Bearbeiten Sie den Text zur Ratsbesoldungskasse, indem Sie alles von „Aber die Hauptmasse“ bis hinunter zu „besonders auffälliges gewesen.“ erneut wiedergeben und dabei „Sporteln“ durch „Nebeneinnahmen“ ersetzen.

> [Dokumentabschnitt]

····················

Ratsbesoldungskasse

Wie die Regelung der milden Stiftungen, so stand auch die Errichtung der Ratsbesoldungskasse in Zusammenhang mit der Hebungsangelegenheit. Hier galt es, einem besonders dringenden Übelstand abzuhelfen. Von Anfang an hatten weder die Bürgermeister noch die Ratsherren Gehalt genossen. Sie mussten sich außer kleinen Gefällen an dem genügen lassen, was die Akzise von Wein, Branntwein, Essig und fremdem Bier einbrachte. 1681 legten die Ratsmitglieder aus eigenen Mitteln die Patrimonialkasse an, in die jedes neu erwählte Mitglied beim Antritt seines Amtes eine gewisse Summe zu zahlen hatte. Aus den Zinsen wurde ein jährlicher Zuschuss zum Einkommen gewährt.

Aber die Hauptmasse des Einkommens musste immer noch aus den Sporteln gewonnen werden. So war es kein Wunder, wenn diese, zumal die bei der Bevölkerung so verhassten Verlehnungsgebühren, so viel wie möglich ausgenutzt wurden. Das dadurch bewirkte Steigen der Einkünfte der Ratsmitglieder war, wie Nettelbladt auf Grund städtischer Akten feststellen konnte, seit dem Jahre 1804 ein besonders auffälliges gewesen.

····················

> [Datenzeilen]
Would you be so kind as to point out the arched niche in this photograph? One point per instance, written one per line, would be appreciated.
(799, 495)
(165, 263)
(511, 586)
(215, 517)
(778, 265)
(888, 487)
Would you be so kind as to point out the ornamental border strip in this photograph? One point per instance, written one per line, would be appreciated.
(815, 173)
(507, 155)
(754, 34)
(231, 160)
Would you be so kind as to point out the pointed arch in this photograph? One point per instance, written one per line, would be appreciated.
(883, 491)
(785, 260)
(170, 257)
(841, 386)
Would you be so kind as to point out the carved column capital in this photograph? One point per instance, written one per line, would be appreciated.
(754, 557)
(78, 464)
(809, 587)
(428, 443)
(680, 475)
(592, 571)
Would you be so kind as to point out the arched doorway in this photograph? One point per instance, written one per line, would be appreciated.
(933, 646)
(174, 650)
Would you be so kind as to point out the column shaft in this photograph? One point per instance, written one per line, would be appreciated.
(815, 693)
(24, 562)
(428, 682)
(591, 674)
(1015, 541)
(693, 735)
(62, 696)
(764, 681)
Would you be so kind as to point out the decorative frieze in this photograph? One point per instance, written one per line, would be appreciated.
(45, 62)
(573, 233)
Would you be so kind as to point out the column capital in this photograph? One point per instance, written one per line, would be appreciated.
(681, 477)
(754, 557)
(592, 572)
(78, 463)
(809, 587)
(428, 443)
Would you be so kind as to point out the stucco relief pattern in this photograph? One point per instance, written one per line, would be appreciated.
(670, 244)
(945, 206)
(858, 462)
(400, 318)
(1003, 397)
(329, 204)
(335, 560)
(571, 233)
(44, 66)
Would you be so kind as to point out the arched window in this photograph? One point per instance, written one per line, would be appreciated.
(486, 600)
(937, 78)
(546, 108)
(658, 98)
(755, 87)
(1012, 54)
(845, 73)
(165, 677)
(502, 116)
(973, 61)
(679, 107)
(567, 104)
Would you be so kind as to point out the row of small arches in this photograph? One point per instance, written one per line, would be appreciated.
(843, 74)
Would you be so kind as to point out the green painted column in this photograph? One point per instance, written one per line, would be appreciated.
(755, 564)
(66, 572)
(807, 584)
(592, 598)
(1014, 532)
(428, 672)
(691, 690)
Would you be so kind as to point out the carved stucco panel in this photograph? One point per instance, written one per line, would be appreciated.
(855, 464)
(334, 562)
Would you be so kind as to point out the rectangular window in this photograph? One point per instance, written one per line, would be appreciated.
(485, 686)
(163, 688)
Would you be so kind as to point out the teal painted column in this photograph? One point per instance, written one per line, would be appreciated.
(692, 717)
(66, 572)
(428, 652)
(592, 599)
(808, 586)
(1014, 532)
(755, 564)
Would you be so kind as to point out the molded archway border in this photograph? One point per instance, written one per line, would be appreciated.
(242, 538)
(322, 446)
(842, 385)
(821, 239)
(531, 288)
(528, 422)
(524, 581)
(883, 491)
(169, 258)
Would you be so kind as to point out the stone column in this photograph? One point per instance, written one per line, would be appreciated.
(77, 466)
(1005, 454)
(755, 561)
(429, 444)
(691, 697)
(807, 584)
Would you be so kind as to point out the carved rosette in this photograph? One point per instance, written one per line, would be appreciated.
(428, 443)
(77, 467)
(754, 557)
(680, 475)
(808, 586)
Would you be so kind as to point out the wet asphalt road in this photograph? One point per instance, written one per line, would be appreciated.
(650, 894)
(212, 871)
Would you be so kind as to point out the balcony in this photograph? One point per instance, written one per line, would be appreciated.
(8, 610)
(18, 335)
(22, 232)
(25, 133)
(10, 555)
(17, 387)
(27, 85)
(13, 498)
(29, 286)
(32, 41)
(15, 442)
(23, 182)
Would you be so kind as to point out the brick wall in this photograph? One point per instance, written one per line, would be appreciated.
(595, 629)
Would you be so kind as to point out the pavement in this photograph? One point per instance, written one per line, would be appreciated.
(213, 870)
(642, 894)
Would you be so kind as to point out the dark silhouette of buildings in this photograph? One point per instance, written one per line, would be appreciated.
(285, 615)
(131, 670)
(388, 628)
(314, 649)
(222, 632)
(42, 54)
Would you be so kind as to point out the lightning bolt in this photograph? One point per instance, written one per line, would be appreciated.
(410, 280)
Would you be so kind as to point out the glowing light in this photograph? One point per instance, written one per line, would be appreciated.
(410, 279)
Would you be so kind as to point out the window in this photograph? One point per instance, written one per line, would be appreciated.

····················

> [Lösungsteil]
Aber die Hauptmasse des Einkommens musste immer noch aus den Nebeneinnahmen gewonnen werden. So war es kein Wunder, wenn diese, zumal die bei der Bevölkerung so verhassten Verlehnungsgebühren, so viel wie möglich ausgenutzt wurden. Das dadurch bewirkte Steigen der Einkünfte der Ratsmitglieder war, wie Nettelbladt auf Grund städtischer Akten feststellen konnte, seit dem Jahre 1804 ein besonders auffälliges gewesen.